Die Wirtschaft in Rheinland-Pfalz und Sachsen-Anhalt dürfte unter der Gaskrise besonders leiden, heißt es in einer neuen Studie. Das hat mit der Struktur der Unternehmen vor Ort zu tun.

BASF
Zur energieintensiven Industrie gehört der Chemiekonzern BASF in Ludwigshafen. Foto: Uwe Anspach
Zur energieintensiven Industrie gehört der Chemiekonzern BASF in Ludwigshafen.
Foto: Uwe Anspach

Die Bundesländer in Deutschland bekommen die Energiekrise einer Studie zufolge wirtschaftlich unterschiedlich stark zu spüren. Die Folgen von teurem Gas treffen laut der Rating-Agentur Scope vor allem Rheinland-Pfalz und Sachsen-Anhalt sowie mit etwas Abstand Hessen und Nordrhein-Westfalen. In all diesen Ländern ist die Chemieindustrie relativ stark vertreten.

Die Stadtstaaten Berlin, Hamburg und Bremen, wo der Dienstleistungssektor eine große Rolle spielt, leiden indes weniger unter der Krise, heißt es. Auch Bayern und Baden-Württemberg mit ihrer starken Wirtschaft kommen eher glimpflich davon. Dort ist die Autobranche stark präsent, die energieintensive Industrie weniger.

Scope hat analysiert, wie hoch der Anteil der energieintensiven Branchen an der Bruttowertschöpfung in den Ländern ist und welche Rolle Gas im Energieverbrauch spielt. Zu den energieintensiven Branchen zählt Scope etwa die Chemieindustrie, Basismetall-Hersteller, Öl-Raffinerien und die Papierindustrie. Ihr Anteil ist in Rheinland-Pfalz (knapp 10 Prozent) und Sachsen-Anhalt (gut 7 Prozent) besonders groß: Im pfälzischen Ludwigshafen sitzt der Chemieriese und Gasgroßverbraucher BASF und Sachsen-Anhalt hat mit Bitterfeld und Leuna bedeutsame Chemie-Standorte. Auch die Papierindustrie ist in beiden Ländern relativ stark ausgeprägt.
---+---
### AUFGABE A
Entnimm dem Ausgangstext den Abschnitt, der mit den Worten „Die Stadtstaaten Berlin, Hamburg“ beginnt und nach „energieintensive Industrie weniger.“ endet.
### AUFGABE B
Prüfe anhand des Ausgangstextes jede Aussage und antworte mit Ja oder Nein. Belege jede Antwort mit den entscheidenden Worten des Textes als wörtliches Zitat.
(i) Berlin, Hamburg und Bremen leiden weniger unter der Krise.
(ii) In Bayern und Baden-Württemberg ist die energieintensive Industrie stark präsent.
(iii) Scope rechnet die Papierindustrie zu den energieintensiven Branchen.
---+---
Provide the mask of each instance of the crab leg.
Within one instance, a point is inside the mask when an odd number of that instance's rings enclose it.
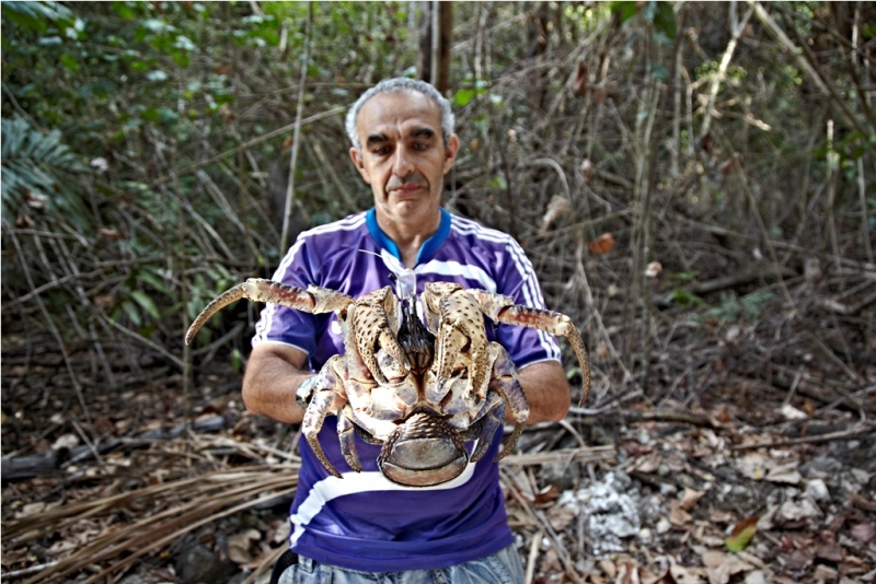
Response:
[[[452,376],[460,353],[468,353],[471,386],[483,399],[480,392],[486,386],[489,365],[484,318],[477,313],[477,303],[459,284],[433,282],[426,284],[423,304],[437,325],[431,371],[437,377],[435,389],[438,394],[428,396],[428,399],[438,401],[443,397],[447,392],[445,384]]]
[[[529,402],[520,382],[517,381],[517,367],[511,361],[508,351],[498,342],[491,342],[489,357],[491,361],[493,361],[493,382],[491,385],[505,397],[505,401],[511,408],[511,414],[515,420],[514,432],[505,444],[505,448],[496,455],[495,460],[498,462],[514,449],[520,439],[520,434],[523,433],[529,420]]]
[[[587,350],[584,348],[581,334],[578,332],[572,318],[565,314],[553,311],[530,308],[529,306],[514,304],[514,300],[511,300],[510,296],[492,294],[486,290],[469,290],[469,292],[477,299],[477,303],[481,305],[484,314],[496,323],[537,328],[545,332],[551,332],[552,335],[566,337],[581,365],[581,386],[584,393],[581,394],[579,404],[584,404],[587,400],[587,396],[590,394],[590,359],[587,357]]]
[[[493,392],[488,394],[489,400],[482,410],[484,416],[481,418],[481,431],[477,433],[477,447],[472,453],[471,462],[476,463],[484,457],[489,444],[493,442],[493,436],[496,430],[502,425],[503,418],[505,418],[505,400],[502,394]]]
[[[342,367],[342,369],[339,369]],[[320,441],[318,436],[320,434],[320,430],[322,430],[322,424],[325,421],[325,417],[330,413],[337,413],[343,407],[347,406],[347,396],[344,393],[344,386],[338,382],[338,375],[343,375],[343,361],[339,355],[332,357],[320,370],[319,375],[312,377],[315,379],[314,382],[308,383],[307,388],[304,384],[301,384],[301,387],[298,389],[298,400],[299,402],[304,401],[308,397],[310,398],[310,402],[304,410],[304,419],[301,423],[301,433],[304,435],[304,439],[310,444],[313,454],[316,455],[316,458],[320,460],[322,466],[325,469],[334,475],[335,477],[343,478],[341,472],[328,462],[328,458],[325,456],[325,452],[323,452],[322,446],[320,445]],[[307,395],[306,395],[307,394]],[[341,418],[343,416],[338,416],[338,433],[342,432],[342,421]],[[346,455],[345,455],[346,458]],[[361,466],[359,467],[361,468]],[[354,469],[355,470],[355,469]]]
[[[353,422],[353,408],[349,404],[337,412],[337,439],[341,442],[341,454],[347,465],[356,472],[361,472],[362,464],[356,453],[356,425]]]
[[[214,314],[240,299],[280,304],[311,314],[343,311],[354,303],[350,296],[327,288],[309,285],[307,290],[302,290],[296,285],[283,284],[262,278],[250,278],[245,282],[219,294],[200,312],[185,334],[185,343],[192,343],[195,334]]]

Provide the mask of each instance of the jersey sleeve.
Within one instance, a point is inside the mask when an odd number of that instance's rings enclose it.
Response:
[[[275,282],[307,289],[309,284],[320,283],[316,272],[312,245],[306,237],[299,236],[272,279]],[[279,304],[267,304],[255,325],[252,344],[255,347],[263,342],[281,342],[312,355],[316,349],[318,318],[312,314]]]
[[[509,238],[505,253],[508,259],[503,262],[505,267],[503,272],[497,275],[496,292],[511,296],[516,304],[544,308],[539,280],[520,244]],[[556,337],[542,330],[500,325],[496,336],[518,367],[540,361],[560,361],[561,352]]]

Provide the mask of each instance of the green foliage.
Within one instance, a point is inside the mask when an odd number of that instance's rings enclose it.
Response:
[[[752,323],[761,313],[761,305],[772,300],[774,294],[769,291],[758,291],[742,297],[736,292],[722,292],[721,304],[705,311],[701,317],[703,322],[736,323],[746,320]]]
[[[19,26],[45,33],[49,23],[67,23],[73,14],[60,2],[3,2],[2,15]]]
[[[4,225],[14,221],[23,206],[41,209],[43,203],[50,217],[65,218],[79,227],[89,223],[69,183],[70,175],[87,168],[61,142],[59,131],[45,135],[20,117],[2,118],[2,142]]]
[[[626,23],[634,16],[642,14],[645,21],[654,25],[654,36],[660,43],[670,44],[678,34],[678,23],[672,11],[672,2],[611,2],[612,12],[621,16],[621,22]]]

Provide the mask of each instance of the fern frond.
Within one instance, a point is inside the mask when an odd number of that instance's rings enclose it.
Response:
[[[85,172],[77,155],[60,141],[60,132],[44,135],[24,119],[2,118],[2,206],[3,222],[18,214],[28,192],[44,195],[49,212],[62,212],[65,219],[83,226],[87,213],[82,201],[62,180],[70,174]]]

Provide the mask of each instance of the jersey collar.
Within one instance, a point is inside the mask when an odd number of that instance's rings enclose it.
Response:
[[[445,243],[447,236],[450,235],[450,213],[448,213],[443,207],[440,208],[440,211],[441,224],[438,225],[438,231],[436,231],[431,237],[423,242],[419,252],[417,252],[417,264],[419,264],[422,259],[434,254],[435,250]],[[371,233],[371,237],[374,238],[377,244],[401,261],[402,254],[399,252],[399,246],[395,245],[395,242],[390,240],[389,236],[383,233],[383,230],[380,229],[380,225],[377,224],[377,211],[373,207],[368,211],[368,214],[366,214],[365,223],[368,225],[368,231]]]

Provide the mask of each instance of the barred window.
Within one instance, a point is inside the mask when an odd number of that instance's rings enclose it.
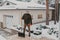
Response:
[[[17,0],[17,1],[31,2],[31,0]]]

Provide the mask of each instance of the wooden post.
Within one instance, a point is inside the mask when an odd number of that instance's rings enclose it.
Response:
[[[48,5],[48,1],[46,0],[46,25],[49,25],[49,5]]]

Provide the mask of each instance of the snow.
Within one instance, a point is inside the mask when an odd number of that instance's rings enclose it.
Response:
[[[20,2],[15,0],[9,0],[12,3],[15,3],[16,5],[10,5],[10,6],[4,6],[0,7],[0,9],[46,9],[46,5],[37,4],[34,2]],[[12,6],[12,7],[11,7]],[[54,9],[52,7],[49,7],[49,9]]]
[[[0,35],[0,40],[6,40],[3,36]]]
[[[59,21],[60,22],[60,21]],[[54,24],[54,21],[50,21],[49,25],[46,25],[46,23],[39,23],[39,24],[35,24],[31,26],[31,30],[33,29],[34,31],[36,31],[36,27],[39,27],[39,25],[45,25],[49,28],[55,28],[56,31],[59,31],[59,22],[57,22],[57,24]],[[49,29],[42,29],[42,35],[33,35],[31,34],[33,38],[41,38],[41,37],[47,37],[50,39],[54,39],[54,40],[59,40],[59,37],[57,38],[55,34],[49,35],[48,32]]]

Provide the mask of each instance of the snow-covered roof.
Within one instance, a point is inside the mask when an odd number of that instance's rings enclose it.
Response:
[[[8,2],[8,1],[7,1]],[[20,2],[20,1],[10,1],[16,5],[3,5],[0,9],[46,9],[46,5],[40,5],[32,2]],[[54,9],[49,7],[49,9]]]

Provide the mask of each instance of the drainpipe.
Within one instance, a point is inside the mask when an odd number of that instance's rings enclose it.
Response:
[[[49,0],[46,0],[46,25],[49,25]]]

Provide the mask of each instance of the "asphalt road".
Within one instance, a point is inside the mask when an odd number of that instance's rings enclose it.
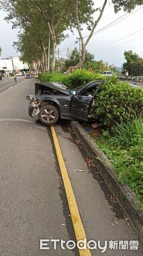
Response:
[[[40,239],[76,238],[50,130],[27,114],[25,97],[33,93],[35,81],[0,84],[0,255],[77,256],[59,245],[54,250],[52,242],[50,250],[40,250]],[[60,121],[55,129],[88,240],[138,240],[99,174],[88,166],[69,122]],[[141,256],[139,242],[138,250],[92,255]]]

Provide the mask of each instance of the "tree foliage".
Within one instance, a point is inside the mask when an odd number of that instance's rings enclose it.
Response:
[[[137,5],[142,5],[143,4],[142,0],[112,0],[112,2],[114,5],[115,13],[122,10],[122,9],[124,11],[131,13]]]
[[[68,53],[67,57],[68,58],[65,61],[66,68],[68,68],[70,66],[75,66],[78,63],[78,62],[79,62],[80,59],[80,52],[77,48],[75,48],[71,53]],[[85,68],[88,68],[89,67],[89,64],[94,62],[94,55],[90,53],[90,52],[88,52],[88,51],[86,50],[85,61],[83,65],[83,67]]]
[[[92,0],[73,0],[70,2],[69,5],[71,6],[72,26],[77,28],[81,43],[81,57],[79,63],[75,66],[76,68],[79,68],[81,67],[85,61],[86,46],[102,18],[107,0],[104,0],[103,5],[96,9],[94,7],[94,2]],[[112,2],[114,5],[116,13],[121,9],[129,13],[137,5],[143,3],[142,0],[112,0]],[[93,15],[95,12],[97,12],[97,18],[94,20]],[[83,24],[86,26],[87,28],[90,31],[89,35],[85,40],[82,33]]]
[[[131,50],[125,51],[124,54],[126,62],[123,65],[123,73],[128,71],[129,75],[143,75],[143,59]]]

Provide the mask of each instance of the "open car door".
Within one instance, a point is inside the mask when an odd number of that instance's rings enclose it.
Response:
[[[93,95],[85,96],[78,94],[74,95],[71,102],[70,115],[81,120],[88,121],[89,113],[95,95],[101,86],[101,84],[98,84],[97,86],[96,85],[96,89]],[[93,87],[94,88],[94,86]]]

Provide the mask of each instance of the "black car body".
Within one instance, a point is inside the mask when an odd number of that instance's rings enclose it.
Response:
[[[26,74],[25,77],[26,79],[31,79],[31,74]]]
[[[85,85],[70,90],[60,82],[35,84],[35,96],[28,95],[28,113],[38,115],[45,125],[55,123],[59,118],[88,121],[94,99],[104,81],[93,81]]]

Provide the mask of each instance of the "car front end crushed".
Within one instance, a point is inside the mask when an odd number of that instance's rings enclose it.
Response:
[[[40,102],[36,100],[36,97],[32,95],[28,95],[26,99],[30,101],[28,106],[28,113],[31,117],[38,115],[40,112]]]

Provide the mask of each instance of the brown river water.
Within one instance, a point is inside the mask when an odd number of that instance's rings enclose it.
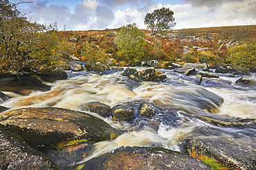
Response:
[[[143,67],[137,67],[143,69]],[[127,102],[134,105],[135,118],[131,121],[114,121],[93,114],[125,132],[111,141],[102,141],[95,145],[95,150],[82,163],[121,146],[163,147],[181,151],[184,139],[196,135],[229,136],[231,137],[256,136],[256,127],[219,127],[197,118],[183,114],[195,114],[221,120],[256,119],[256,86],[237,85],[235,81],[241,76],[228,77],[220,74],[220,79],[229,81],[225,86],[210,86],[203,78],[201,85],[183,81],[183,74],[173,70],[159,70],[165,74],[168,81],[161,83],[144,82],[138,84],[122,76],[122,71],[109,70],[99,76],[96,72],[68,71],[66,80],[48,83],[48,92],[34,92],[28,96],[15,96],[1,105],[17,109],[31,107],[55,107],[81,110],[81,105],[99,101],[113,107]],[[252,74],[248,76],[255,77]],[[222,105],[222,99],[223,103]],[[156,115],[140,118],[138,107],[142,101],[155,105]],[[159,123],[158,128],[147,122]]]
---+---
### LÖSUNG A
Die Stadtstaaten Berlin, Hamburg und Bremen, wo der Dienstleistungssektor eine große Rolle spielt, leiden indes weniger unter der Krise, heißt es. Auch Bayern und Baden-Württemberg mit ihrer starken Wirtschaft kommen eher glimpflich davon. Dort ist die Autobranche stark präsent, die energieintensive Industrie weniger.

### LÖSUNG B
(i) Ja: „Die Stadtstaaten Berlin, Hamburg und Bremen, wo der Dienstleistungssektor eine große Rolle spielt, leiden indes weniger unter der Krise“
(ii) Nein: „Dort ist die Autobranche stark präsent, die energieintensive Industrie weniger.“
(iii) Ja: „Zu den energieintensiven Branchen zählt Scope etwa die Chemieindustrie, Basismetall-Hersteller, Öl-Raffinerien und die Papierindustrie.“